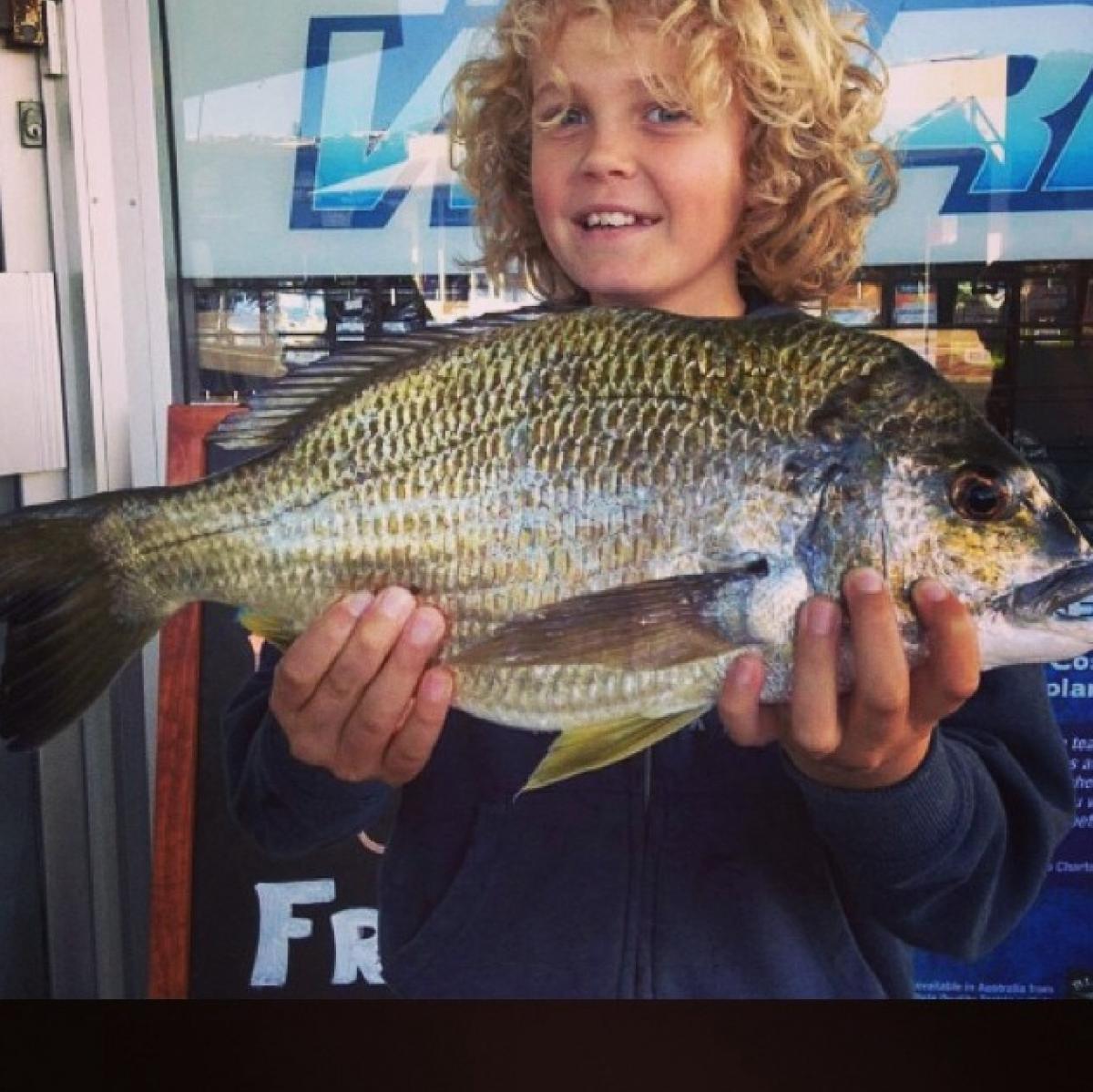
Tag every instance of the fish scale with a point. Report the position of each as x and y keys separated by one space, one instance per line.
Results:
x=608 y=505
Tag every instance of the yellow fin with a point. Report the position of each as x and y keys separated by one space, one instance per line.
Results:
x=591 y=747
x=277 y=631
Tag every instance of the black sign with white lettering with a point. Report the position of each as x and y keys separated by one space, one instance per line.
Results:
x=262 y=927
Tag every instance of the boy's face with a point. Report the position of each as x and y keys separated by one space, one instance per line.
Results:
x=638 y=203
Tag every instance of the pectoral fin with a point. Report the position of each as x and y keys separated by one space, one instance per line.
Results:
x=579 y=750
x=637 y=627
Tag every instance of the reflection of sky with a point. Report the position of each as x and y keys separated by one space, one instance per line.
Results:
x=268 y=107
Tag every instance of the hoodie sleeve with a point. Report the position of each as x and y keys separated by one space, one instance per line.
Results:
x=952 y=857
x=288 y=807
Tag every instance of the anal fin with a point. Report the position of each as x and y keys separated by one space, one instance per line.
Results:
x=593 y=747
x=277 y=631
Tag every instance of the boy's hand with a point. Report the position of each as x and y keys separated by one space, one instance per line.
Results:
x=354 y=693
x=878 y=733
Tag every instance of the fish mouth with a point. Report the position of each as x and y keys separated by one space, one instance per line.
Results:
x=1047 y=596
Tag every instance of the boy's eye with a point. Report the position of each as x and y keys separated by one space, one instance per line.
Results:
• • • •
TASK INSTRUCTIONS —
The lines from the one with "Tag every instance of the hoodie" through the final line of the data are to be reproduced exactly, both included, with no other lines.

PROBLEM SOLUTION —
Tag every instance of the hoodie sleeve with a point. Report the position of each as x and y keys separated by one space, one instance per line.
Results:
x=952 y=857
x=288 y=807
Tag every instance of the anal fin with a point. Report the position of each as x and y keys separated by one space, one instance per line.
Results:
x=593 y=747
x=277 y=631
Tag every instance of the boy's hand with a point. Report the position of each as x and y keys separated by one space, one instance per line.
Results:
x=354 y=693
x=878 y=733
Tag every instance of the fish mouth with a point. Report the position of each as x and y keys separated by one space, one instance per line.
Results:
x=1047 y=596
Tag every instance of the boy's eye with a point. Report the position of each as x and y keys separated by one space, one instance per line.
Results:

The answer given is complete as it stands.